## PROBLEM
Rewrite the lines below, changing every "detect" to "locate" and leaving everything else as it is. Omit the pictures from your answer.

________

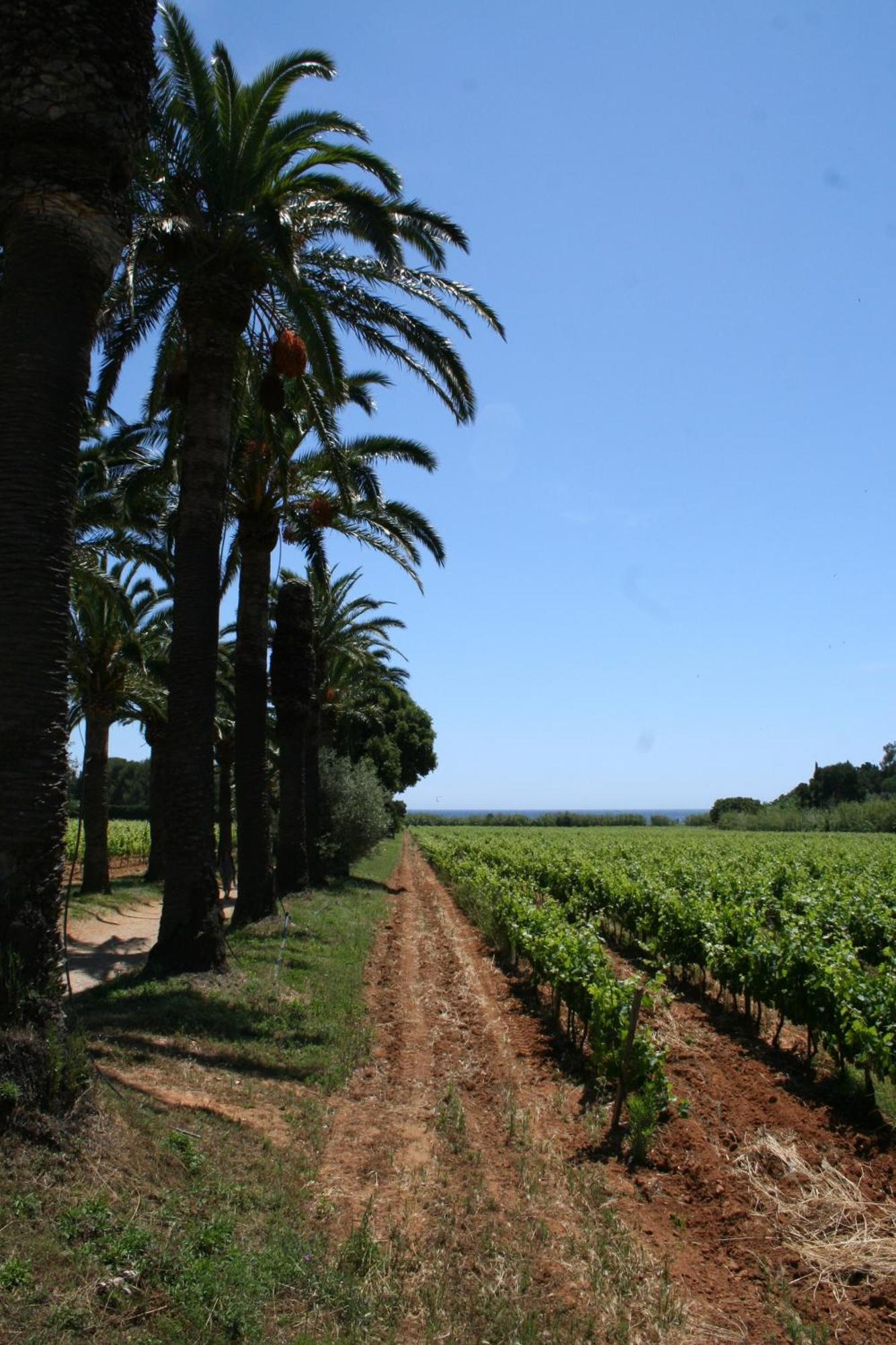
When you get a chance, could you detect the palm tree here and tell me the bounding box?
[102,4,501,971]
[0,0,155,1081]
[69,561,164,893]
[227,374,444,924]
[270,576,316,894]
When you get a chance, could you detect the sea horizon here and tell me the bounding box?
[407,807,709,818]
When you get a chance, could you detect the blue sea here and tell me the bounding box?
[407,808,708,822]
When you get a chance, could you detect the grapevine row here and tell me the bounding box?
[417,833,896,1081]
[418,833,667,1110]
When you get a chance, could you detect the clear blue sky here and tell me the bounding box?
[106,0,896,808]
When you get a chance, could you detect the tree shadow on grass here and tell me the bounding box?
[78,975,327,1080]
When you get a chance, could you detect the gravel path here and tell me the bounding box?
[69,898,234,995]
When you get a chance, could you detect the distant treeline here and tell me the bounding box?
[407,812,653,827]
[69,757,149,822]
[685,742,896,831]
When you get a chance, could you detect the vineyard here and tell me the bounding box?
[66,818,149,863]
[415,827,896,1088]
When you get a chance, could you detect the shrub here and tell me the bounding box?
[320,748,391,873]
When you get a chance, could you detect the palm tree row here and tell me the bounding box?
[0,4,501,1114]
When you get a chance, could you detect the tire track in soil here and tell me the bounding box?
[316,839,683,1341]
[319,839,896,1345]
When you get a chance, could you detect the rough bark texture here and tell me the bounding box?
[305,695,327,888]
[270,580,315,893]
[215,737,235,897]
[142,720,167,882]
[81,714,112,893]
[147,286,249,975]
[233,518,277,925]
[0,0,155,1106]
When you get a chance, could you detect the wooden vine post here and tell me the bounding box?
[610,985,647,1132]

________

## FINISHED TASK
When you get a chance, could you locate the palm tree here and tell me the bounding box?
[102,4,501,971]
[0,0,155,1081]
[69,561,164,893]
[227,374,444,924]
[270,576,316,894]
When you get a chance, could you locate the sea horizon here and tell me the bounding box?
[407,807,709,818]
When you get a chance, could you locate the blue sea here and tell me the bounding box?
[407,808,708,822]
When you get a chance, could you locate the grapevine row here and tell me the bounding box?
[417,833,896,1081]
[418,833,667,1110]
When you get a chance, could you locate the clear blue sky here and tell me the bounding box?
[106,0,896,808]
When you get a chance, could you locate the tree shadow on grass here and tell me the bounding box?
[78,975,327,1080]
When you get a chance, could you locate the gravel path here and tell me the bounding box?
[69,898,234,995]
When you get a chance, could you locate the distant treeline here and tell me the bounding box?
[407,812,653,827]
[69,757,149,822]
[685,742,896,831]
When you get a chance, could you locate the vineyard here and tell me the bounding box?
[66,818,149,863]
[415,827,896,1088]
When you get a chance, could you locate the shrub here and tell me the bounding box?
[320,748,391,873]
When you get a chance, could you locate the palm tree row here and tell me the bounding box?
[0,4,501,1114]
When you get a chance, could you locate the tire track in soil here and tell me the bounding box?
[316,839,683,1341]
[319,839,896,1345]
When you get a chance, could you locate the rough bark texture here and tell me the bounding box?
[305,695,327,888]
[270,580,315,893]
[215,737,235,897]
[142,720,167,882]
[81,714,112,893]
[147,286,249,975]
[233,518,277,925]
[0,0,155,1106]
When you get a chance, could you locate the wooden vine post here and tell me the bounding box?
[610,985,647,1132]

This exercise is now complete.